## Problem to work on:
Switch "find" to "locate" in the part of the lines below that opens with the line containing "railing top rail." and closes with the line containing "[938,441,980,494]". Give that part again, both end lines included, with nothing else changed.

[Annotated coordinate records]
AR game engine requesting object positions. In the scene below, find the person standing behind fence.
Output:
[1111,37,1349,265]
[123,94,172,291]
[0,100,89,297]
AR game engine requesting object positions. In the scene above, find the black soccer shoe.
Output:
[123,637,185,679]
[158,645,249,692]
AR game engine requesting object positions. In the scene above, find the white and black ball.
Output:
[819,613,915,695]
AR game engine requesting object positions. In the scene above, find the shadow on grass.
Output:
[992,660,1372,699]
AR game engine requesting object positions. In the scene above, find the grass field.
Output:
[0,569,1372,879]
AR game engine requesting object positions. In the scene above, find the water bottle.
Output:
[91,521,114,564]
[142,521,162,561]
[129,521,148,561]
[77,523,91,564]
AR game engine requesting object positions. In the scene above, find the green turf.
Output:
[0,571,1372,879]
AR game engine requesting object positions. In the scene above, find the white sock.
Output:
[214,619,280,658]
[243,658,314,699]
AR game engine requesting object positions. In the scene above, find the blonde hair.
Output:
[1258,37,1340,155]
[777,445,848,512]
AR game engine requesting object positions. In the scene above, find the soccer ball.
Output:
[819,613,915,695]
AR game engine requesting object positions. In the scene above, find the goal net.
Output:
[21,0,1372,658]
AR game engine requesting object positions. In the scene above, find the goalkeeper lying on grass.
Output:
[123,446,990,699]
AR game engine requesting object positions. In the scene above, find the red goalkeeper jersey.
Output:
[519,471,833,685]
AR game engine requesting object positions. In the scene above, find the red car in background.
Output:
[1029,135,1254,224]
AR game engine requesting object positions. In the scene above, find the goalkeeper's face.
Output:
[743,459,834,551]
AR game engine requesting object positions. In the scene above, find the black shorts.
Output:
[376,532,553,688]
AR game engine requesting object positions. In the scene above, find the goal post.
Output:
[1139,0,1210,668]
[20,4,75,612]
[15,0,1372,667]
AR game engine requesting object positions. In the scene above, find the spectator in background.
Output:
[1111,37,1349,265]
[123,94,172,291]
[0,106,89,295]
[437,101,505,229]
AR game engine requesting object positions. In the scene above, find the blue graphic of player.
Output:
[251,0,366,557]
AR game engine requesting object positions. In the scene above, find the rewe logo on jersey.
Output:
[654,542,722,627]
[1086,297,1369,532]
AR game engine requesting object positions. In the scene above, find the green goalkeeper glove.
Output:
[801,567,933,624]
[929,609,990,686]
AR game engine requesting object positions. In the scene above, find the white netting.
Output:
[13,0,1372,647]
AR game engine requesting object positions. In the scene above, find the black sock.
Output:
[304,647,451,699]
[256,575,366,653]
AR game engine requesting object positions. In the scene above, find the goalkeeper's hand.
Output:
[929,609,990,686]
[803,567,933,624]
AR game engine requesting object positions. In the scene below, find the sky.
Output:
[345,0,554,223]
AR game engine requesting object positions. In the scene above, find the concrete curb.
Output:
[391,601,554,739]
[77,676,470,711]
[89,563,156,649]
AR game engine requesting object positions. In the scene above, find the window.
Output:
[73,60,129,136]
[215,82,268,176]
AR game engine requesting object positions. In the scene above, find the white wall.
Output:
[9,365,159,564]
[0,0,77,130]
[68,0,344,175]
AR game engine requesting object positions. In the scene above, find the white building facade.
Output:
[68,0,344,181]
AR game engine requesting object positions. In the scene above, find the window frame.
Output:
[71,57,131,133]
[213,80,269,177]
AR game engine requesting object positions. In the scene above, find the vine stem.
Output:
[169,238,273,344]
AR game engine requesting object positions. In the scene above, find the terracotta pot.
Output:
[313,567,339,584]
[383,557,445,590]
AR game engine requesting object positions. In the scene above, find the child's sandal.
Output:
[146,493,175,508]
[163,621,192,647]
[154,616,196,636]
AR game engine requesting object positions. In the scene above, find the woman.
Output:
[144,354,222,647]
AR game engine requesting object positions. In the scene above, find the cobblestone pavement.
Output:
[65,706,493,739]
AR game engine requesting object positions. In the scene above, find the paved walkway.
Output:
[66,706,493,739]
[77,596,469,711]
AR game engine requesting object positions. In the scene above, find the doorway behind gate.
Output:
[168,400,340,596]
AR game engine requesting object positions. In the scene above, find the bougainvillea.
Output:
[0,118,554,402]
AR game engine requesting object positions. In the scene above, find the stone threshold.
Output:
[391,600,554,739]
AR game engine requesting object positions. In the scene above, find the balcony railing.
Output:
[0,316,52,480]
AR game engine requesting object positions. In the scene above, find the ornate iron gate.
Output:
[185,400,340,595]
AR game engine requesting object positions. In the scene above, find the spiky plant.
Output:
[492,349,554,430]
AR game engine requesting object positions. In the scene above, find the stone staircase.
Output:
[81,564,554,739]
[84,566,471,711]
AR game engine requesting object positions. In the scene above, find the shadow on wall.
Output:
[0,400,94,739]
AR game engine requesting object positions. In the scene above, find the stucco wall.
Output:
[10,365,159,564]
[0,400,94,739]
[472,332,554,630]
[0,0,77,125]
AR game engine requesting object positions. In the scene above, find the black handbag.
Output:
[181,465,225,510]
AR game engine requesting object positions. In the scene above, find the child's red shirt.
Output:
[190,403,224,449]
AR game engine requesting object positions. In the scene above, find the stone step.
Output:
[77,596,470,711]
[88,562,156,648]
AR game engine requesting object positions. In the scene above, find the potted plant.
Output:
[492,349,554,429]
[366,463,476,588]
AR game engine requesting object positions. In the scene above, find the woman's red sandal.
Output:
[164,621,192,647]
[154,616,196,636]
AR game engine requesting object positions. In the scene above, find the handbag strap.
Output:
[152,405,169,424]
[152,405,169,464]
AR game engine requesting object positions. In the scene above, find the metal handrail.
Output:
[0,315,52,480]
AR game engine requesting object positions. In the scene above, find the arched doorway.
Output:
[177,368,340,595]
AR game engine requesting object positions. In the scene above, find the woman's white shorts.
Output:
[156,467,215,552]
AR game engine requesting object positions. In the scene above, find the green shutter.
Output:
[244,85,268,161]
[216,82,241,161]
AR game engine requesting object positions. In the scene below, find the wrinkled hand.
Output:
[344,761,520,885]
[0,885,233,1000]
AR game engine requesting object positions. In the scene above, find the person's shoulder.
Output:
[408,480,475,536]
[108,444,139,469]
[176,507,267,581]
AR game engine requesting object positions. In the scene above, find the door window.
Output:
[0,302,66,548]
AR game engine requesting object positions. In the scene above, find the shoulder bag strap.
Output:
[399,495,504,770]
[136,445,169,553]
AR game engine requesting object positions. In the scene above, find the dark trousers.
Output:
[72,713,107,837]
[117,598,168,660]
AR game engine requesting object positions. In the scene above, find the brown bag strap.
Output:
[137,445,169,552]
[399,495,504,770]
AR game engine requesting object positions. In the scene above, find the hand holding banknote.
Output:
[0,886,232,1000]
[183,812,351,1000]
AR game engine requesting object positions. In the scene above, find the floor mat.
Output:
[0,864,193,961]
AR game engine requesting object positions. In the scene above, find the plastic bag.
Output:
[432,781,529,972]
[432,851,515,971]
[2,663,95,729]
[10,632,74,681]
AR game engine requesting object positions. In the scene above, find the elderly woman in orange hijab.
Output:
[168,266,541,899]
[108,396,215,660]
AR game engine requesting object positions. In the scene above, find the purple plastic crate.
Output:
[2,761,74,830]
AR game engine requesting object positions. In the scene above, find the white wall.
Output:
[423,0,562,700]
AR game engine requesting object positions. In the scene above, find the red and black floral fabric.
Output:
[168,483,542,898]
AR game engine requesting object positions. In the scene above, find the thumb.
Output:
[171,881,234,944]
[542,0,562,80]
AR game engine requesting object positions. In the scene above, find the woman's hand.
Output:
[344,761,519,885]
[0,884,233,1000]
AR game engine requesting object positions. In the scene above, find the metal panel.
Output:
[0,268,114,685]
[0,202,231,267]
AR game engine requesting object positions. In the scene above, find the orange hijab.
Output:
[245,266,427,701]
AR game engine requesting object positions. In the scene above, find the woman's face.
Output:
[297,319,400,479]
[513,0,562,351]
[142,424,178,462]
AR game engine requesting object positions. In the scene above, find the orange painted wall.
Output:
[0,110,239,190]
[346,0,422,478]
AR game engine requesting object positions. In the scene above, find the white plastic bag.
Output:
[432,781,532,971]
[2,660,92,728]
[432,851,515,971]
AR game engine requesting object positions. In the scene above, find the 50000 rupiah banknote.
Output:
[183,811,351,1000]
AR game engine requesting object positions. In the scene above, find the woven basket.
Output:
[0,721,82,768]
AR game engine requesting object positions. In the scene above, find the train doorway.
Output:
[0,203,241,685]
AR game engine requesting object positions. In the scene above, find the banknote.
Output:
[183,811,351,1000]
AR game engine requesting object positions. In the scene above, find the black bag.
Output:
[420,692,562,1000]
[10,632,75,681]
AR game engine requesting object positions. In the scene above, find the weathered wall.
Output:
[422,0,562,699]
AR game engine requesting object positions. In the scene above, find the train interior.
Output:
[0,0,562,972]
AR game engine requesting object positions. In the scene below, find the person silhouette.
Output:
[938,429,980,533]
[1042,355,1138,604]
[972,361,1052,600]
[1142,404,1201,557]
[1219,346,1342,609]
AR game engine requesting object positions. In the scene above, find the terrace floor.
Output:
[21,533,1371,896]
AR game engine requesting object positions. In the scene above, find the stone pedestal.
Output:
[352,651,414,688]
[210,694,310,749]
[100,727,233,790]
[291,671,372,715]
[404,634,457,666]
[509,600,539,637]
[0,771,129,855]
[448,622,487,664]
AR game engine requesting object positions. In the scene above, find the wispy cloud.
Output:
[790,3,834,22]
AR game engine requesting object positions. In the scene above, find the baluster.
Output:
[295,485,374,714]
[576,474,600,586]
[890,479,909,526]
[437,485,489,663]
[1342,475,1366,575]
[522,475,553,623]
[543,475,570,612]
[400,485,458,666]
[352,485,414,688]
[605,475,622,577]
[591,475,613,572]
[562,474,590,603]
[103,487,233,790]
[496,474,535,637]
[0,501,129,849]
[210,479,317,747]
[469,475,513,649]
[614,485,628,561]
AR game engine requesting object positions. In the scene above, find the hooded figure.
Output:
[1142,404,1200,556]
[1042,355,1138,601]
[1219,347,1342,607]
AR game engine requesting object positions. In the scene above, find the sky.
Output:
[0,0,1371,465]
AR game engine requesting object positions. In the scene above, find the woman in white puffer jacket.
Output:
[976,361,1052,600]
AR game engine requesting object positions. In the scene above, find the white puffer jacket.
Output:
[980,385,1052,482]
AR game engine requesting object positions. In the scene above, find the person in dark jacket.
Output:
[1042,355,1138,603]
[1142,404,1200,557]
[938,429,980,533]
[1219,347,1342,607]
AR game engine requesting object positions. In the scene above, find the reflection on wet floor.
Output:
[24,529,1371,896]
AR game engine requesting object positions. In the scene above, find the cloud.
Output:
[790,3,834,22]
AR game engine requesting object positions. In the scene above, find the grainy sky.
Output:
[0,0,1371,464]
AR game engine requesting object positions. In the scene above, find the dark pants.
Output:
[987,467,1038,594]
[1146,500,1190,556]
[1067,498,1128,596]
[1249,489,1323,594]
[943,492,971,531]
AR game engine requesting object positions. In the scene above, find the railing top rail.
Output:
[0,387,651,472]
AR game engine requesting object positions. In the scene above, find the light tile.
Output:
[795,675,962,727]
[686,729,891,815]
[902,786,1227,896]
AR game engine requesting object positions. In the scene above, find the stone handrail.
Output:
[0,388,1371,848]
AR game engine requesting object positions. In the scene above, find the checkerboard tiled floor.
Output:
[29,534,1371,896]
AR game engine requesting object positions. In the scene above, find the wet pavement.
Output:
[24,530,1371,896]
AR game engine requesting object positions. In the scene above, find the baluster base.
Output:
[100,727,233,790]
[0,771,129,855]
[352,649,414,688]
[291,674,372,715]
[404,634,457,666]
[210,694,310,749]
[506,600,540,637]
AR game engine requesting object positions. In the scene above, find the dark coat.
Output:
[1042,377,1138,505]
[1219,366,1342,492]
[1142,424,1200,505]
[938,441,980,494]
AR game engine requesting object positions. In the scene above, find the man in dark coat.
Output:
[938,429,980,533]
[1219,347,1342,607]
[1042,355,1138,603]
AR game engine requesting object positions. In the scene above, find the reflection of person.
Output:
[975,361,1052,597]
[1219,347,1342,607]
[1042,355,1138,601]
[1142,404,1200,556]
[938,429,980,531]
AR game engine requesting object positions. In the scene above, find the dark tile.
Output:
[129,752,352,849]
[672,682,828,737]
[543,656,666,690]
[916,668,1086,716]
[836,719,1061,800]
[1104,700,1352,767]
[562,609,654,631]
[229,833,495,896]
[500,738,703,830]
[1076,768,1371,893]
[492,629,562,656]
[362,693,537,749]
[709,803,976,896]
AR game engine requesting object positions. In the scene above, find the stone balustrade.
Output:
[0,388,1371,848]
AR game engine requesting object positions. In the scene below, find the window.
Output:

## Response below:
AR game engine requesting object positions. In the scene above, locate the railing top rail.
Output:
[0,387,651,472]
AR game engine requesting object positions. In the scene above, locate the light tile.
Output:
[795,675,962,727]
[686,729,891,815]
[902,786,1227,896]
AR game engine requesting object positions. In the scene above, locate the stone handrail.
Output:
[0,388,1371,848]
AR game engine requesting object positions. In the scene above, locate the checkerboard tiled floor.
Output:
[29,534,1371,896]
AR game engine requesting object positions. In the scene above, locate the wet pavement.
Output:
[24,530,1371,896]
AR game engine requesting object positions. In the scene above, locate the baluster base.
Output:
[100,727,233,790]
[0,771,129,855]
[352,649,414,688]
[291,674,372,715]
[404,634,457,666]
[210,694,310,749]
[506,600,540,637]
AR game engine requesting object positions. In the scene above, locate the dark coat.
Output:
[1042,377,1138,505]
[1219,366,1342,492]
[1142,424,1200,505]
[938,441,980,494]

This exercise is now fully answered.